*Travail à faire*
1 – Recopiez le passage du texte sur Donjons et Dragons qui commence à "Le jeu de rôle" et se termine à "figurent en italiques).".
2 – Prolongez le texte sur Donjons et Dragons au-delà de sa dernière phrase.

Le jeu de rôle ou le médiéval-fantastique représentent un domaine idéal pour ce genre de papiers principalement fondés sur l’incompétence de la personne du journaliste et l’ego de celles qu’il interroge. Dès lors que quelque rumeur ou fait nouveau vient remettre ces thèmes dans le viseur de l’actualité, ces parutions ne font jamais défaut.
C’est dans cette lignée que paraît le 10 avril 2023 Donjons et Dragons: le virage woke et inclusif du seigneur des jeux de rôle, sur le site internet du Figaro.
J’ai alors, pour une fois, décidé d’accomplir mon devoir de vieux rôliste en répondant point par point aux assertions ainsi parues. Voici donc cette réponse (les citations de l’article en question figurent en italiques).
Regardé d’un œil suspect dans les années 1980 – il était soupçonné de pervertir la jeunesse et de la pousser dans le satanisme[2] -, Donjons et Dragons (D&D) caracole aujourd’hui sur des millions d’écrans et de rutilants plateaux. Fin de la cabale ? Pas vraiment. La licence a été étrillée ces dernières années pour son contenu jugé raciste et sexiste.

*Données recueillies*
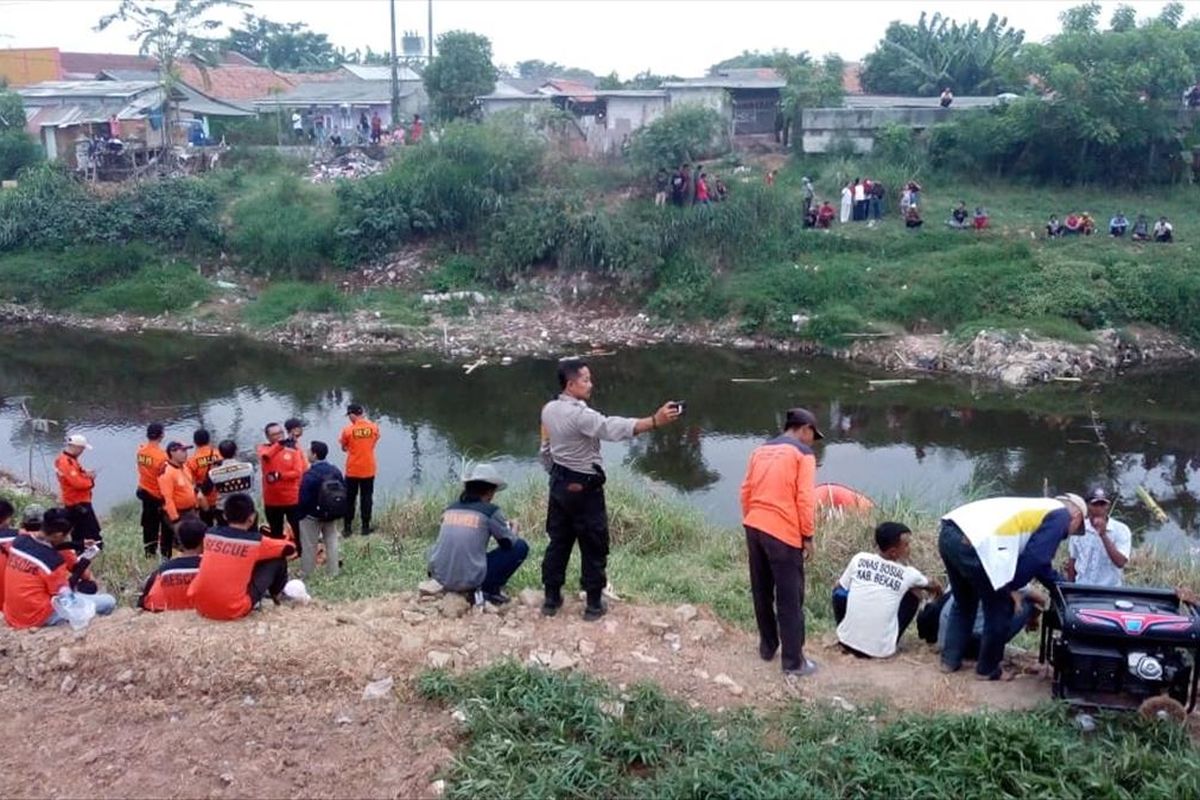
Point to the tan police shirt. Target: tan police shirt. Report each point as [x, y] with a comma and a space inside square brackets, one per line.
[573, 432]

*Réponses par consigne*
1 –
Le jeu de rôle ou le médiéval-fantastique représentent un domaine idéal pour ce genre de papiers principalement fondés sur l’incompétence de la personne du journaliste et l’ego de celles qu’il interroge. Dès lors que quelque rumeur ou fait nouveau vient remettre ces thèmes dans le viseur de l’actualité, ces parutions ne font jamais défaut.
C’est dans cette lignée que paraît le 10 avril 2023 Donjons et Dragons: le virage woke et inclusif du seigneur des jeux de rôle, sur le site internet du Figaro.
J’ai alors, pour une fois, décidé d’accomplir mon devoir de vieux rôliste en répondant point par point aux assertions ainsi parues. Voici donc cette réponse (les citations de l’article en question figurent en italiques).

2 –
On ne saurait s’étonner que les mêmes causes produisent les mêmes effets. Le principe n’est pas que D&D présente tel aspect contrevenant à la mode journalistique du moment mais l’intérêt de stigmatiser ce à quoi on le résumera.
D’autres choix plus symboliques transforment les orcs[10] – des «méchants» historiques communs à de nombreux univers fantastiques[11] – en personnages jouables par défaut – ce qui n’était pas auparavant le cas.
Les orcs ont été inventés, de toutes pièces, par J.R.R. Tolkien, probablement dans les années 1920, avant d’être repris et adaptés par E. Gary Gygax en 1974 pour les insérer dans son jeu de jeu de rôle en tant que monstres parmi d’autres, tels le dragon ou la chimère dont le caractère historique semble plus affirmé.
La description traditionnelle des races non humaines n’est effectivement pas sans quelques déterminismes : les hauts elfes sont beaux, les orcs sont simplets et brutaux, etc. «Il y a eu un réveil des consciences aux États-Unis», explique l’auteur et animateur de jeux de rôle Fibre Tigre (Aria, Stars). Le public s’est soudainement demandé pourquoi les elfes noirs sont cruels et méchants, alors que les elfes non-noirs ne le sont pas. Il y a une raison historique, bien sûr, puisque ces choses s’expliquent par l’assimilation de la mythologie nordique [14]par Tolkien puis par les créateurs de D&D ; mais sémantiquement, aujourd’hui, cela ne passe plus.»
Non seulement les hauts elfes ne sont pas les seuls, elfes ou autres, à pouvoir être beaux, mais la beauté n’est pas une caractéristique d’un personnage de D&D prévue par les règles ; le charisme y ressemble un peu mais diffère sur de nombreux aspects et Gygax s’en explique dès 1980, notamment dans le Dungeon Masters’ Guide.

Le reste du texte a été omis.